──────── Provided text

Each training and test example is assigned to one of the following labels:

| Label | Description |
| --- | --- |
| 0 | T-shirt/top |
| 1 | Trouser |
| 2 | Pullover |
| 3 | Dress |
| 4 | Coat |
| 5 | Sandal |
| 6 | Shirt |
| 7 | Sneaker |
| 8 | Bag |
| 9 | Ankle boot |

Tensorflow has a simple method to get this data locally

In [2]:
import datetime, os

import tensorflow.keras
from tensorflow.keras.datasets import mnist
from tensorflow.keras.models import Sequential
from tensorflow.keras.layers import Dense, Dropout, Flatten
from tensorflow.keras.layers import Conv2D, MaxPooling2D
from tensorflow.keras import backend as K
import tensorflow as tf

# Print keras version
print(tensorflow.keras.__version__)

ModuleNotFoundError: No module named 'tensorflow.keras'

In [None]:
fashion_mnist = tf.keras.datasets.fashion_mnist

(x_train, y_train),(x_test, y_test) = fashion_mnist.load_data()
x_train, x_test = x_train / 255.0, x_test / 255.0  # scale the images to 0-1

In [None]:
x_train.shape

In [None]:
%matplotlib inline
import matplotlib.pyplot as plt

ind = 1
plt.axis('off')
plt.imshow(x_train[ind], cmap=plt.cm.gray_r, interpolation='nearest')

In [None]:
y_train[ind]

For now, let's treat every pixel as a separate input and build a keras NN to predict the output.

────────────────

## Given task:
Reproduce the notebook text between "(x_train, y_train),(x_test, y_test)" and "plt.axis('off')", inclusive. The material after this point is separate from the notebook text.

──────── Available data

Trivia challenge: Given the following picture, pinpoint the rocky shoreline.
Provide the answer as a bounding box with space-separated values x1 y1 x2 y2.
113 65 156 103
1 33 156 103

────────────────

## Expected output:
(x_train, y_train),(x_test, y_test) = fashion_mnist.load_data()
x_train, x_test = x_train / 255.0, x_test / 255.0  # scale the images to 0-1

In [None]:
x_train.shape

In [None]:
%matplotlib inline
import matplotlib.pyplot as plt

ind = 1
plt.axis('off')